* START *

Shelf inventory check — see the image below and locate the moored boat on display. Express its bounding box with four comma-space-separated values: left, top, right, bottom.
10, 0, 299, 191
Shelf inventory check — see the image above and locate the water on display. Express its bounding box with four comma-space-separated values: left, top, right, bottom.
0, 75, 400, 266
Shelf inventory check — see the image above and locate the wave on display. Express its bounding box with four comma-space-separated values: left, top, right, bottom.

* END *

__Your instructions__:
Please render the listing above as a Markdown table with the columns n and Line, giving each line its own row in order and leaving out blank lines.

__Solution to this problem__:
| n | Line |
|---|---|
| 1 | Shelf inventory check — see the image below and locate the moored boat on display. Express its bounding box with four comma-space-separated values: left, top, right, bottom. |
| 2 | 10, 0, 299, 191 |
| 3 | Shelf inventory check — see the image above and locate the water on display. Express its bounding box with four comma-space-separated values: left, top, right, bottom. |
| 4 | 0, 75, 400, 266 |
| 5 | Shelf inventory check — see the image above and locate the wave on display. Express its bounding box with four comma-space-separated values: left, top, right, bottom. |